Directions — Identify each line in the records below that contains the word "shown", paying attention to case, and copy those lines in full.

Excerpt from a data file —
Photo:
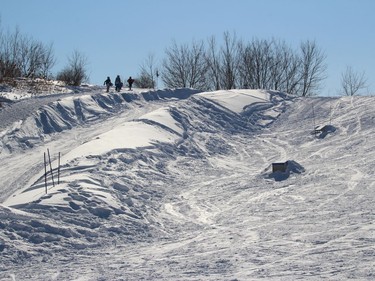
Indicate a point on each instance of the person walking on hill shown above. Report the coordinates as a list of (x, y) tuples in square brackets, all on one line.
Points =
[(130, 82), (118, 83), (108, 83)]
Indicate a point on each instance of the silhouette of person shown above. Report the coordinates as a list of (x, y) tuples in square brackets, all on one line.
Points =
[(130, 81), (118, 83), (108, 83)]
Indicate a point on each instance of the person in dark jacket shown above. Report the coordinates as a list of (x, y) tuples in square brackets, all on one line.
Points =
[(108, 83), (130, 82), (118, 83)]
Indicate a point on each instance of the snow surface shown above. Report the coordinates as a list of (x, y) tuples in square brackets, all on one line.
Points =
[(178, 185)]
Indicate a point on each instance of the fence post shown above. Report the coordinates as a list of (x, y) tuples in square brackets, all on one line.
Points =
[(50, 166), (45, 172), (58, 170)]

--

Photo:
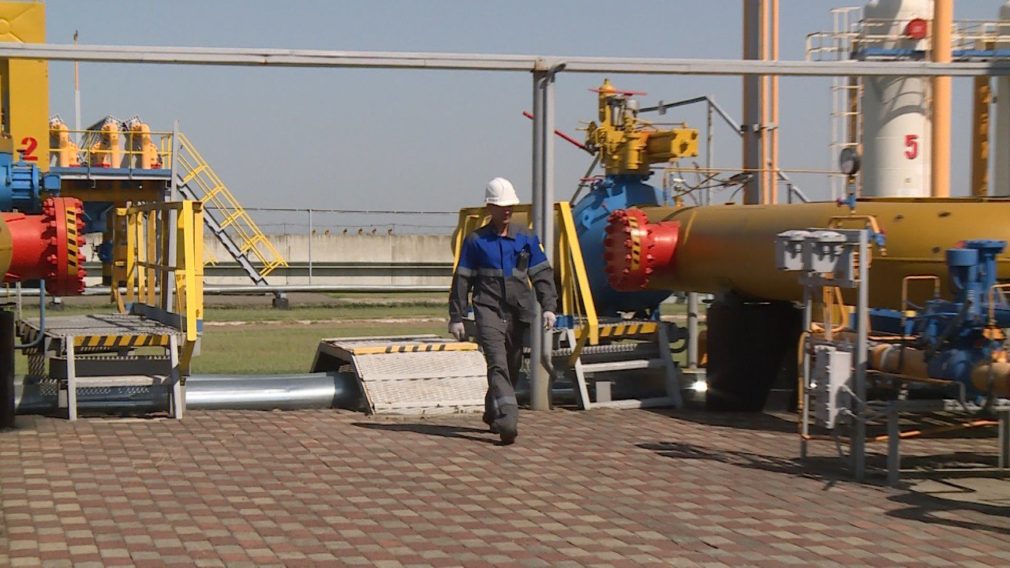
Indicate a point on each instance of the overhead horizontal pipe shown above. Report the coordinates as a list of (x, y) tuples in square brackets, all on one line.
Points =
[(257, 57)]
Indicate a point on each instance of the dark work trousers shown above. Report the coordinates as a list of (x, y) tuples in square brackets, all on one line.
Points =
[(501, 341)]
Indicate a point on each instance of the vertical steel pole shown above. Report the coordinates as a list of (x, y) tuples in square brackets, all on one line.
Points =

Exercise response —
Indicate a point on each instance of the person walking on hill shown above. Report the coordinates as a list of (x, y) tuples in square brackets, all on one line.
Indicate a point on each instance of the silhouette of person shown above. Report the coordinates as a list of (x, y) tuples in square brackets, all on one line.
Indicate a point on each instance of the person in dark jacket shown above. Report the coordinates as a list of (x, y) tuples in square brackets, all on one line.
Indicate a point on each instance of the snow surface shown above. Report the coordinates as a list of (x, y) tuples in square brackets, all on one line.
Indicate a point on each instance of the fence post shown above. Report the coordinates as a list of (x, y) tuples in square brackets, all on one line.
Indicate a point on each instance of the overhead horizontal pipe shown above. Report the coordinates as a list of (x, y) tuples in square brackets, all on one line.
Indicate a point on each instance of the dark work trousers shown above. Report the coordinates as a list of (x, y) tuples in square brackets, all on one line.
Indicate a point on each instance of the vertical steel pole shown above. Report the coordinates as a list of (x, y) tuples in square brackets, all on one line.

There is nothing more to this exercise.